Exercise aim
Produce the full set of records below once more, exactly as they stand.

(Data extract)

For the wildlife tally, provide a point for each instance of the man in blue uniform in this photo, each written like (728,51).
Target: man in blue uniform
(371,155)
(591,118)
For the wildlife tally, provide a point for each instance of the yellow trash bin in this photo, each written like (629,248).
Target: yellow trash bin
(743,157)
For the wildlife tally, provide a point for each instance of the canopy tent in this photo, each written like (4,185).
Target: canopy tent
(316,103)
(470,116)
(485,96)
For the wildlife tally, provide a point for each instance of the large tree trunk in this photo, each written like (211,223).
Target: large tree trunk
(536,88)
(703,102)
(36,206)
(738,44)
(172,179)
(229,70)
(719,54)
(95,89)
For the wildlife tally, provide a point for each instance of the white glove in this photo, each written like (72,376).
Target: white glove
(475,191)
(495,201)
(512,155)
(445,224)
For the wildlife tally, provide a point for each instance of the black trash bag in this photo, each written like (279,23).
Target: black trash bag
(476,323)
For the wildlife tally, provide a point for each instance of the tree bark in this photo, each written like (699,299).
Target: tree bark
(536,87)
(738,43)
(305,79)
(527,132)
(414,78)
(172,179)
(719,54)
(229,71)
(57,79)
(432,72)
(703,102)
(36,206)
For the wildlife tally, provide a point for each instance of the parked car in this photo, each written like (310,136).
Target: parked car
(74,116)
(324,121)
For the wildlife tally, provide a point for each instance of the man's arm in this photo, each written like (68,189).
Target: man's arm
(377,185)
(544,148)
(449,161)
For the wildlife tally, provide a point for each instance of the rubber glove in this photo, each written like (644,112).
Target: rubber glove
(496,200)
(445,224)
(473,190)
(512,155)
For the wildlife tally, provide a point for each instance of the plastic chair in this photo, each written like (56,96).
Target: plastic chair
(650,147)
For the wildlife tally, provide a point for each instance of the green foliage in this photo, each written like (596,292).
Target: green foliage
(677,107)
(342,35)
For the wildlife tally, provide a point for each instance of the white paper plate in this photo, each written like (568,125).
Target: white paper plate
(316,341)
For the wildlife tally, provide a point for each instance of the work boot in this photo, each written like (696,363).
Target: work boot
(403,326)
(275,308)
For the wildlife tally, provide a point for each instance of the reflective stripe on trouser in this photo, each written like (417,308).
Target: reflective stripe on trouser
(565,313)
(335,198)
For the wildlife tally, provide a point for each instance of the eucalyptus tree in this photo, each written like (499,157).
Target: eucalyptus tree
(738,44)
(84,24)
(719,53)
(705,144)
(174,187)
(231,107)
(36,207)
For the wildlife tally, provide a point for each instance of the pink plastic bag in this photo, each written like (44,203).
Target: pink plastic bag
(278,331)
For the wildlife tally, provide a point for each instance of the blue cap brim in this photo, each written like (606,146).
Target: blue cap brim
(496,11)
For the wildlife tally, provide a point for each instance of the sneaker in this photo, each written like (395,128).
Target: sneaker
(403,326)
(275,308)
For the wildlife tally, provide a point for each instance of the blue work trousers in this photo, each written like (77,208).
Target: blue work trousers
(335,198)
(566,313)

(End Data extract)

Reply
For the wildlife tally, provide a point for each instance of the man in blue uniform in this photo, each written like (728,51).
Target: man in blue uniform
(371,155)
(591,118)
For the wildlife tally, provide a point for each instance of the yellow trash bin in this photo, each written like (629,248).
Target: yellow trash bin
(743,157)
For the wildlife tally, provide a point for each instance of the canopy tent in this photo, each written like (4,185).
Target: canopy tent
(316,103)
(470,116)
(485,96)
For the wildlife tally, provide a point for each instance of the large tree trunk in this photo, each written like (211,223).
Target: large tree trunk
(536,88)
(703,102)
(36,206)
(738,44)
(172,179)
(229,70)
(719,54)
(95,89)
For the wildlife tally, provide a point for each instance of the white glove in this photo, each written like (72,376).
Target: white glove
(475,191)
(495,201)
(512,155)
(445,224)
For the wildlife tally, provide a point for each instance of the black trash bag in this photo, each written like (279,23).
Target: black trash bag
(476,323)
For the wildlife tally, provide a point for each instance of the tree bark in this photo, each written like (699,299).
Target: tree bark
(536,87)
(738,43)
(305,79)
(527,132)
(414,78)
(172,179)
(719,54)
(229,71)
(57,79)
(432,72)
(703,102)
(36,206)
For the wildlife tally, provide a point for each instance of the parked car in this photo, each written like (310,136).
Target: parked car
(74,116)
(324,121)
For the wildlife tally, provide a point for each instance of the man's arm in this photo, each written like (68,189).
Target: man's arm
(377,185)
(544,148)
(449,161)
For the wildlife tally, provide a point for each instance of the rubber glove in this photo, each written like (644,112).
Target: rubber glove
(496,200)
(445,224)
(473,190)
(512,155)
For the wildlife tally, provide a point for each instance of the plastic chair in this photo, each written like (56,96).
Target: plastic chair
(650,147)
For the wildlife tally, provide a point for each instance of the green foliage in this photo, each written like (596,292).
Target: green foliage
(677,107)
(342,35)
For the wildlife tally, provide a point for each instance of the white paper plate in this photo, each written like (568,125).
Target: white paper plate
(316,341)
For the wildlife tally, provide a point for each instance of the work boot in this photo, each written like (696,363).
Target: work boot
(403,326)
(275,308)
For the wildlife tally, provide a point for each instance of the reflective stripe on trouser in this photo, each written like (417,308).
Target: reflective stripe on trouser
(565,313)
(335,198)
For the wildlife tally, provide a point for each instance of the eucalyptus tree in this photo, each written like (499,157).
Target: eucalyptus tree
(738,44)
(84,24)
(719,53)
(705,144)
(174,187)
(231,107)
(36,207)
For the wildlife tally, provide a point for each instance of the pink plastic bag in this photo, each written like (44,203).
Target: pink plastic bag
(278,331)
For the wildlife tally, provide a point for each instance of the blue cap brim in this photo, each written like (606,146).
Target: blue cap brim
(496,11)
For the wildlife tally, provide a point for each instance of the sneaker in this photo, each written like (395,128).
Target: sneaker
(403,326)
(275,308)
For the wildlife tally, provide a point for each instance of the blue work trousers in this photo, each written like (77,208).
Target: blue work trousers
(335,198)
(566,313)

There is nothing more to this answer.